• [TEXT EXCERPT]:
= = = = = = =

Andrea Convey: There was even a day when I had errands to run, I live in north Phoenix, drove out to the queen creek area, downtown Phoenix, and home and the only difference from any other day is planning the route so I had an hour stop at the bookstore and coffee shop in Mesa, bookman's and have a cup of coffee, buy some books, get a little top off so I can make my way home. The E.V. project hopefully will make that easier, and it's building more chargers around the valley. Right now there's just a few, but they are very nicely placed, so that if you are within normal business hours, at least, if you do end up somewhere unplanned, with a quick stop you can top off and get an extra 10 or 20 miles to get you home within 30 minutes or 45 minutes.

David Majure: And perhaps best of all, Convey says charging the car has had little impact on her monthly electricity bill.

Andrea Convey: The car is costing about a penny a mile going 40, 50 miles a day, 50 cents, 50 cents a day, five or six days a week. So it's Negligible.

Ted Simons: Joining me to talk about the rollout of electric vehicle charging stations is Don Karner, the president of Ecotality North America, the company that's managing the E.V. project. Good to see you again. Thanks for joining us.

Don Karner: Thanks it's good to be back on "Horizon."

Ted Simons: Last time we had you here this was still very, very early in the process.

Don Karner: It was.

Ted Simons: The process is underway. How it is going?

Don Karner: It's going well. We're installing chargers in 18 metropolitan areas in the United States. Phoenix and Tucson being two of them. And vehicles are being delivered; we have installed a little over 2,000 chargers in the homes of people that have bought Nissan Leafs. And so things are moving along with that, and we're beginning to install commercial chargers like you saw at Monti's, so that the people can charge away from home and get better utilization of their vehicles.

Ted Simons: To be part of the project, you have to agree to go ahead and maintain, but also monitor and let you guys know and the project know how it's going. Correct?

Don Karner: We ask people to participate in surveys with us, but all of our equipment that was designed for this project is connected to the internet, and collects data on when people charge, how much energy they use, how much power they use, and we correlate that with one of the national labs of the department of energy to study how we can better utilize chargers, how we can better place them, get better vehicle utilization, and essentially what we're trying to do is figure out how for the next 50 or 500 cities in the United States we can get the most efficient deployment of electric vehicle infrastructure. We don't have a lot of resources to waste in this country, and so we want to make sure that when we do deploy infrastructure, we put it where people want to charge. We put it where they can blend that charging in with the rest of the things they do in their life. I like to talk about people having a blink lifestyle. When you bought your cell phone, the first time, there was some anxiety about where am I going to charge it, how am I going to get this charged so I can always use my phone. But very quickly you figured out how to just integrate that into your life. Some people charge at work, I have a charger on my night stand. You just figure out how to make it work. We want to people to dot same thing with their electric vehicle -- we want them to integrate charging their vehicle with what they do with the rest of their life. Where they sleep, where they eat, where they entertain, where they shop, so our idea is to have chargers in all those locations, so they can do that integration themselves.

= = = = = = =

• [SUPPLIED DATA]:

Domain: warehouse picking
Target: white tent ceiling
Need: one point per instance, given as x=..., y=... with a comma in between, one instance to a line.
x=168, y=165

= = = = = = =

• [WHAT IS BEING ASKED]:
Reproduce the passage of the charging interview from "Don Karner: Thanks" up to and including "of their vehicles.", with "Nissan Leafs" replaced by "electric cars". The listing is separate material with no connection to the charging interview.

• [OUTPUT OF THE EXERCISE]:
Don Karner: Thanks it's good to be back on "Horizon."

Ted Simons: Last time we had you here this was still very, very early in the process.

Don Karner: It was.

Ted Simons: The process is underway. How it is going?

Don Karner: It's going well. We're installing chargers in 18 metropolitan areas in the United States. Phoenix and Tucson being two of them. And vehicles are being delivered; we have installed a little over 2,000 chargers in the homes of people that have bought electric cars. And so things are moving along with that, and we're beginning to install commercial chargers like you saw at Monti's, so that the people can charge away from home and get better utilization of their vehicles.